■ Brief
Answer these from the article on Janssen's CAR-T licensing deal:
1. How much did Janssen Biotech pay upfront to Cellular Biomedicine?
2. Which company partnered with J&J to develop Carvykti?
3. Which licensed candidate is now in a phase 1b trial in the U.S.?
── Supplied text ──
Johnson & Johnson’s Janssen Biotech subsidiary has just paid $245 million upfront for licensing prospects for B-cell tumors from Cellular Biomedicine, demonstrating that the company has no plans of slowing down in its pursuit of developing a new generation of CAR-T medicines for cancer.
Two CD20-directed CAR-Ts from the Chinese biotech, both in early-stage clinical development, will be covered by the agreement. These CAR-Ts have the possibility of being used to treat different types of non-Hodgkin’s lymphoma, such as diffuse large B-cell lymphoma (DLBCL).
The news comes just a few months after Johnson & Johnson withdrew from another CAR-T partnership with Fate Therapeutics, which was initially signed in 2020 and encompassed an upfront involvement of $100 million with a potential value of up to $3 billion covering CAR-T and CAR-NK therapies.
Carvykti (ciltacabtagene autoleucel) is J&J’s only CAR-T treatment that has been authorized so far. It is a BCMA-directed treatment for multiple myeloma and was developed in partnership with Legend Biotech, a Chinese pharmaceutical company.
With the Cellular Biomedicine candidates, big pharma will start to take over territory in NHL that has already been carved out by Gilead Sciences and Novartis with Yescarta and Kymriah. Bristol-Myers Squibb, with Breyanzi (lisocabtagene maraleucel), which is a newer drug, has also made its mark in this particular territory.
C-CAR066, an anti-CD20 CAR-T, and C-CAR039, a bispecific treatment that addresses both CD20 and CD19, are the two contenders that have been licensed. A phase 1b trial using the bispecific is now being conducted in the U.S. on patients with relapsed or refractory DLBCL, and a study of a similar nature including C-CAR066 is scheduled to begin before the conclusion of the year.
Cellular Biomedicine, headquartered in Shanghai, claims that the FDA has already designated C-CAR039 as an advanced treatment for regenerative medicine and as a candidate for the fast-track program. The CAR-Ts produced by the company are engineered with a “second-generation” CAR design that makes use of a lentiviral vector to change T cells. The goal of this design is to improve upon the effectiveness and safety of the initial wave of CAR-T treatments.
───
── Information given ──
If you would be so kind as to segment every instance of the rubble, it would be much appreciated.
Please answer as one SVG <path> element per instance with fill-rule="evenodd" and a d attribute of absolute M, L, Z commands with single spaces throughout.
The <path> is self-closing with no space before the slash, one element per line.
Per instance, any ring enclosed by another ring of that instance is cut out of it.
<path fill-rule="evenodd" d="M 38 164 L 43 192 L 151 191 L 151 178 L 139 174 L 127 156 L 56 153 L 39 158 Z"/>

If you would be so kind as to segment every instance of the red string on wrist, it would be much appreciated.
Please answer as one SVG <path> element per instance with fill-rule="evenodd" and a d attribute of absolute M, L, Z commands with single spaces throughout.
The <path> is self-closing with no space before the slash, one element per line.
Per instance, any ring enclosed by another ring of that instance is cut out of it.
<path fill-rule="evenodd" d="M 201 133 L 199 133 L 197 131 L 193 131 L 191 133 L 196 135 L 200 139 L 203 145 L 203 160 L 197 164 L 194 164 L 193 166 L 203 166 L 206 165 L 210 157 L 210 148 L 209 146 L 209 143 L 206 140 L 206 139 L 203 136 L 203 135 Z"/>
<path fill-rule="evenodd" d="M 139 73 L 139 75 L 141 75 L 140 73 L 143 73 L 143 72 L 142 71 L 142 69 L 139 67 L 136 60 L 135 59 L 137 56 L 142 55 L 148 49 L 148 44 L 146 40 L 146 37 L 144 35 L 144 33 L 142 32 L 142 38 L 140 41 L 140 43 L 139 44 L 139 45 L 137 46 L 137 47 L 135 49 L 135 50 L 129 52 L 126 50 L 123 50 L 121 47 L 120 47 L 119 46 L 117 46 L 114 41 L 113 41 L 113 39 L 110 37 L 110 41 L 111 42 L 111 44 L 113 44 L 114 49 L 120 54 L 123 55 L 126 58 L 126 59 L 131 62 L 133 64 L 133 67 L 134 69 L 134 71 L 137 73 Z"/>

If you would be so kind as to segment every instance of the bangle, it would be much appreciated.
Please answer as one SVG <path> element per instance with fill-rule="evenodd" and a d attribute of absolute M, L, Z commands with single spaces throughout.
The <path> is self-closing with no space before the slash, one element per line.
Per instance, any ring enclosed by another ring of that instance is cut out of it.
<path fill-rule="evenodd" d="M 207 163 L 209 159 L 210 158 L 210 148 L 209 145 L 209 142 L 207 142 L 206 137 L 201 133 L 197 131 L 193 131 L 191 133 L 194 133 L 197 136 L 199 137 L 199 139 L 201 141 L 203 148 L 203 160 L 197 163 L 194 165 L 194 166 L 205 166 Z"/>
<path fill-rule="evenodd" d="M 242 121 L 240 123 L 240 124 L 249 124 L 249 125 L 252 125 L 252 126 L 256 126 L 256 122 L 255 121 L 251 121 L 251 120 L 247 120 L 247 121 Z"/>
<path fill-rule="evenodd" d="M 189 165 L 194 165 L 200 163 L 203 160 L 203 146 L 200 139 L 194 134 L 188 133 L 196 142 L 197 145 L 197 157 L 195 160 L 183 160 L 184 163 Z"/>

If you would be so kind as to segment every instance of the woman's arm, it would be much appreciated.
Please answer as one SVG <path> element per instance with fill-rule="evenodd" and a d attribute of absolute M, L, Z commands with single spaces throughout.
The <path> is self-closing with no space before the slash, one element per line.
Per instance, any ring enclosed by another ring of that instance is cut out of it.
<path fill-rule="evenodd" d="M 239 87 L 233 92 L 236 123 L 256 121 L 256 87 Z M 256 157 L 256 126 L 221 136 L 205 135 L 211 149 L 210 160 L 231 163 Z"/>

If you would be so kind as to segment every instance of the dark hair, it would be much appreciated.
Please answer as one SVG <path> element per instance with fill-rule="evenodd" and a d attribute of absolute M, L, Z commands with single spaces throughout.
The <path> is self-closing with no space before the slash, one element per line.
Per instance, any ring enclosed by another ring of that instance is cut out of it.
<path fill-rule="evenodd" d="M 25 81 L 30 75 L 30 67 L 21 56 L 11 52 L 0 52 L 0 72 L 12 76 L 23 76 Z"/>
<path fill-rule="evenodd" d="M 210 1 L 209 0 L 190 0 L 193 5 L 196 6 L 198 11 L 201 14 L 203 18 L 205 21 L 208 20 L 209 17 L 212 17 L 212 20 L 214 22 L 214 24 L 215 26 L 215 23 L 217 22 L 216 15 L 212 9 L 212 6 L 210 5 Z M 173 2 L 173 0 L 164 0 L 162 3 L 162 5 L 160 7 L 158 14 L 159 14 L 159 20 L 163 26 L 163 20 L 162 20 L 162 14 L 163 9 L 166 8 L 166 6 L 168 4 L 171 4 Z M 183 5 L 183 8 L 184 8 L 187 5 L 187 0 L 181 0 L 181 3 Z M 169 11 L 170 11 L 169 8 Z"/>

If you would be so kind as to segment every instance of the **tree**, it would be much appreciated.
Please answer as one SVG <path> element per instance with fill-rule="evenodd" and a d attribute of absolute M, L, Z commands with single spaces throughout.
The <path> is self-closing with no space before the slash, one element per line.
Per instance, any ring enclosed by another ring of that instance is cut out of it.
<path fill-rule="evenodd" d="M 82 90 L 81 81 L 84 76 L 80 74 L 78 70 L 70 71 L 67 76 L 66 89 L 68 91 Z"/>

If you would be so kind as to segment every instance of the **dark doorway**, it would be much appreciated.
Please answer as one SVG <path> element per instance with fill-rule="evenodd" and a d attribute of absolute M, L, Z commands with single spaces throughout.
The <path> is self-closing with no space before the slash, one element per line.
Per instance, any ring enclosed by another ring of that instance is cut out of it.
───
■ Solution
1. $245 million
2. Legend Biotech
3. C-CAR039, the bispecific that targets both CD20 and CD19